(Entries from an annotation dataset)
══════════

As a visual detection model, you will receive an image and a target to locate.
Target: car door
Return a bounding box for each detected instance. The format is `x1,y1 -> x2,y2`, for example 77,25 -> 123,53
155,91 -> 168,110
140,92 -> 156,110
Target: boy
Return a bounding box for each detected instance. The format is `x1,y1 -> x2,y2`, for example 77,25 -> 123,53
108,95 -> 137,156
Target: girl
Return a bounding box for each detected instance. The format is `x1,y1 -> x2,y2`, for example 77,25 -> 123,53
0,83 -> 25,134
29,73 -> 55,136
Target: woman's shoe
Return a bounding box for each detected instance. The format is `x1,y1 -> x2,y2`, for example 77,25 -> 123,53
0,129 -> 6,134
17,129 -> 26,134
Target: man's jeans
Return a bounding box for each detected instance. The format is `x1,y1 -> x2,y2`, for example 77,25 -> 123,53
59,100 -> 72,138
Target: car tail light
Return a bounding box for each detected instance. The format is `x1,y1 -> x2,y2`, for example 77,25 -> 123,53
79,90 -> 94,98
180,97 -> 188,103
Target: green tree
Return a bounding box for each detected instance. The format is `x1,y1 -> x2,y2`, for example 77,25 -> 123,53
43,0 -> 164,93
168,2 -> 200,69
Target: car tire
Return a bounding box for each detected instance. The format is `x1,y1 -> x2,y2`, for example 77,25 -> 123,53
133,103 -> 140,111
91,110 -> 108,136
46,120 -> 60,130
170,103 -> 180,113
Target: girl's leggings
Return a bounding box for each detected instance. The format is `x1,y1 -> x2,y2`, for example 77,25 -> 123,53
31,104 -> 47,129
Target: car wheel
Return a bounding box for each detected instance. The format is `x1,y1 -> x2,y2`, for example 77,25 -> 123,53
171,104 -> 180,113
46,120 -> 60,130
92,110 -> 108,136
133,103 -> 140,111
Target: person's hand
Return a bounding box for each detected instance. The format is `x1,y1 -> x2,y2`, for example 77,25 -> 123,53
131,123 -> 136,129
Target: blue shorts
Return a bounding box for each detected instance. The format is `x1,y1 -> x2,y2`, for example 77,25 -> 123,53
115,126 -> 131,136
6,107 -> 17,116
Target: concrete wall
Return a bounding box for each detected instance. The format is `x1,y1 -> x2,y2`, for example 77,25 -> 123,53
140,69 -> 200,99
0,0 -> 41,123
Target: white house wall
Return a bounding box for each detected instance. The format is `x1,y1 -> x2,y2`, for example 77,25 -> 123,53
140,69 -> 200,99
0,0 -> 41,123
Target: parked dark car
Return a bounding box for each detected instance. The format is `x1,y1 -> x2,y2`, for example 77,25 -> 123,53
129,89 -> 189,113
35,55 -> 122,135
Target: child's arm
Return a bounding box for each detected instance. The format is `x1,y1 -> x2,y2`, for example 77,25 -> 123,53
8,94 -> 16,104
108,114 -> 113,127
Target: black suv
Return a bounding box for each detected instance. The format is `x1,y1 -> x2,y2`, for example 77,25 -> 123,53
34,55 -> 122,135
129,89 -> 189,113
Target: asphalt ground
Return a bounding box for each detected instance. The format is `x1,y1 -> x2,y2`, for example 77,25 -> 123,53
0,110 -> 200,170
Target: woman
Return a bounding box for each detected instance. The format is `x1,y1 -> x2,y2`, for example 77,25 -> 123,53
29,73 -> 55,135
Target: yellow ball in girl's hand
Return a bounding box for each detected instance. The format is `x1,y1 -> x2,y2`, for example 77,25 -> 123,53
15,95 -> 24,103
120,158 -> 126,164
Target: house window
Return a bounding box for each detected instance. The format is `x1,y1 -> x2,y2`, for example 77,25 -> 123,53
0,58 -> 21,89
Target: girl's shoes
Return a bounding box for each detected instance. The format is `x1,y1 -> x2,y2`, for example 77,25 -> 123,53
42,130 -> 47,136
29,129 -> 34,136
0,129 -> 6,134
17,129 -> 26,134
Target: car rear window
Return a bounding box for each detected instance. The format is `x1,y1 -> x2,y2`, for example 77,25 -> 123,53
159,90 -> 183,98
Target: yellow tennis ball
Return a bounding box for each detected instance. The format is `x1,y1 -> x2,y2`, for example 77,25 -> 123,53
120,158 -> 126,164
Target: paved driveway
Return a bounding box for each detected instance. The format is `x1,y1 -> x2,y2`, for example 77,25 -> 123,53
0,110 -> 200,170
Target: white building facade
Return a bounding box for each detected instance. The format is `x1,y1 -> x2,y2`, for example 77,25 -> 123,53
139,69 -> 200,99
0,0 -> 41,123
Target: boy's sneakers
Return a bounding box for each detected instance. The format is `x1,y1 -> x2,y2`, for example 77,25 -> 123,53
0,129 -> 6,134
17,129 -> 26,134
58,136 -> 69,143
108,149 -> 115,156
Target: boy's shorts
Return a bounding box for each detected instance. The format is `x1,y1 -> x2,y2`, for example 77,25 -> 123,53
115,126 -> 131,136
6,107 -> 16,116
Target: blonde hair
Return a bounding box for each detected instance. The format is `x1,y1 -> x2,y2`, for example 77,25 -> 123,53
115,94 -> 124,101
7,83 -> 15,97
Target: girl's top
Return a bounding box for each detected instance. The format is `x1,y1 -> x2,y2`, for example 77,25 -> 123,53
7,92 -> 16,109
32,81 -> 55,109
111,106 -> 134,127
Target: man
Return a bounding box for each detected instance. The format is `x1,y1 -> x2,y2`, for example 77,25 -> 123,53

══════════

--- Goal ---
Change every occurrence of "bounding box" to "bounding rectangle" throughout the records above, leaving all other text unchanged.

--- Complete response ---
As a visual detection model, you will receive an image and a target to locate.
Target: car door
Return a bounding rectangle for each detected instance. The format is `x1,y1 -> x2,y2`, for example 77,25 -> 123,53
155,91 -> 168,110
140,92 -> 156,110
Target: boy
Return a bounding rectangle for each detected instance. The format is `x1,y1 -> x2,y2`, for example 77,25 -> 123,53
108,95 -> 137,156
Target: girl
Return a bounding rectangle for each detected instance. The format is `x1,y1 -> x2,y2`, for example 77,25 -> 123,53
0,83 -> 25,134
29,73 -> 55,136
Target: woman's shoe
Return a bounding rectangle for each detected instance. The format is `x1,y1 -> x2,y2`, for example 77,25 -> 123,53
0,129 -> 6,134
17,129 -> 26,134
Target: man's jeans
Return a bounding rectangle for each detected instance. The format is `x1,y1 -> x2,y2`, for example 77,25 -> 123,53
59,100 -> 72,138
Target: car tail light
Return a bounding rectangle for each detected instance. The format is `x1,y1 -> x2,y2`, for example 77,25 -> 123,53
79,90 -> 94,98
180,97 -> 188,103
Target: green tree
Return a bounding rectangle for each detected instance. The format is `x1,y1 -> x2,y2`, for example 77,25 -> 123,53
43,0 -> 164,93
168,2 -> 200,69
Target: car tire
Return a bounding rectangle for each detected instance. The format is `x1,y1 -> x2,y2`, for example 77,25 -> 123,53
133,103 -> 140,111
91,110 -> 108,136
46,120 -> 60,130
170,103 -> 180,113
Target: girl's leggings
Return a bounding rectangle for each detected instance. The format is `x1,y1 -> x2,y2`, for example 77,25 -> 123,53
31,104 -> 47,129
Target: car wheel
Return a bounding rectangle for each detected instance. The format is `x1,y1 -> x2,y2`, for example 77,25 -> 123,53
171,104 -> 180,113
46,120 -> 60,130
92,110 -> 108,136
133,103 -> 140,111
Target: person's hand
Return a bounding rectangle for each detected instance. The format is `x1,y1 -> x2,y2`, for example 77,25 -> 123,53
131,123 -> 136,129
Target: blue shorts
Return a bounding rectangle for each detected instance. The format is `x1,y1 -> x2,y2`, for example 77,25 -> 123,53
115,126 -> 131,136
6,107 -> 17,116
Target: concrete wall
Return a bounding rectangle for each detected instance. The format is `x1,y1 -> x2,y2`, for example 77,25 -> 123,53
140,69 -> 200,99
0,0 -> 41,123
Target: white house wall
Return a bounding rectangle for each detected instance. The format is `x1,y1 -> x2,y2`, for example 77,25 -> 123,53
140,69 -> 200,99
0,0 -> 41,123
Target: parked dark car
Return a bounding rectangle for each detected instance. The format is `x1,y1 -> x2,y2`, for example 77,25 -> 123,53
129,89 -> 189,113
35,55 -> 122,135
Target: child's arm
Return a bounding rectangle for each detected instance. The format is `x1,y1 -> x2,y2`, for example 77,25 -> 123,53
8,94 -> 16,104
108,114 -> 113,127
Target: black suv
Return a bounding rectangle for each detected instance. The format is `x1,y1 -> x2,y2`, for example 77,25 -> 123,53
34,55 -> 122,135
129,89 -> 189,113
Target: asphalt ground
Return a bounding rectangle for each detected instance. The format is `x1,y1 -> x2,y2`, for example 77,25 -> 123,53
0,110 -> 200,170
Target: woman
Return a bounding rectangle for each detected instance. The format is `x1,y1 -> x2,y2`, for example 77,25 -> 123,53
29,73 -> 55,135
Target: yellow ball in girl's hand
Return a bounding rectangle for each detected instance. The format is `x1,y1 -> x2,y2`, for example 77,25 -> 123,53
15,95 -> 24,103
120,158 -> 126,164
Target: house window
Return a bounding rectangle for each detected instance. The format is `x1,y1 -> x2,y2`, for example 77,25 -> 123,53
0,58 -> 21,89
Target: girl's shoes
Return a bounding rectangle for each detected instance. The format is `x1,y1 -> x2,y2`, for example 77,25 -> 123,53
42,130 -> 47,136
29,129 -> 34,136
0,129 -> 6,134
17,129 -> 26,134
Target: car rear window
Return a bounding rectangle for each detected instance. The format is `x1,y1 -> x2,y2`, for example 77,25 -> 123,53
159,90 -> 183,98
Target: yellow tennis ball
Return a bounding rectangle for each detected instance. The format is `x1,y1 -> x2,y2`, for example 77,25 -> 123,53
120,158 -> 126,164
Target: paved driveway
Return a bounding rectangle for each detected instance. The format is `x1,y1 -> x2,y2`, for example 77,25 -> 123,53
0,110 -> 200,170
Target: white building facade
Return a bounding rectangle for each detected instance. The format is `x1,y1 -> x2,y2`, for example 77,25 -> 123,53
139,69 -> 200,99
0,0 -> 41,123
Target: boy's sneakers
Return a bounding rectangle for each detected instance. The format is `x1,y1 -> x2,y2`, for example 77,25 -> 123,53
0,129 -> 6,134
17,129 -> 26,134
58,136 -> 69,143
108,149 -> 115,156
Target: boy's shorts
Return a bounding rectangle for each detected instance. The format is `x1,y1 -> x2,y2`, for example 77,25 -> 123,53
115,126 -> 131,136
6,107 -> 16,116
Target: blonde hair
Return a bounding rectangle for each detected instance. The format is `x1,y1 -> x2,y2`, for example 77,25 -> 123,53
115,94 -> 124,101
7,83 -> 15,97
Target: girl's top
Return a bounding rectangle for each detected instance. The format is `x1,y1 -> x2,y2`, for example 77,25 -> 123,53
7,92 -> 16,109
32,81 -> 55,109
111,106 -> 134,127
Target: man
Return a bounding rectangle for each detected instance. The format is `x1,y1 -> x2,y2`, for example 77,25 -> 123,53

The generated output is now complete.